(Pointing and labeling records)
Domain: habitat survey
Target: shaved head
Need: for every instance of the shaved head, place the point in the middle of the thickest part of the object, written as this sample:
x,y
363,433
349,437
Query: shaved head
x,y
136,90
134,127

> TASK PROMPT: Retype every line of the records above with no changes.

> SOLUTION:
Domain: habitat survey
Target: shaved head
Need: for every instance of the shaved head, place the point in the middle of the thickest part of the object, written as this sample:
x,y
363,433
349,437
Query: shaved head
x,y
136,90
134,127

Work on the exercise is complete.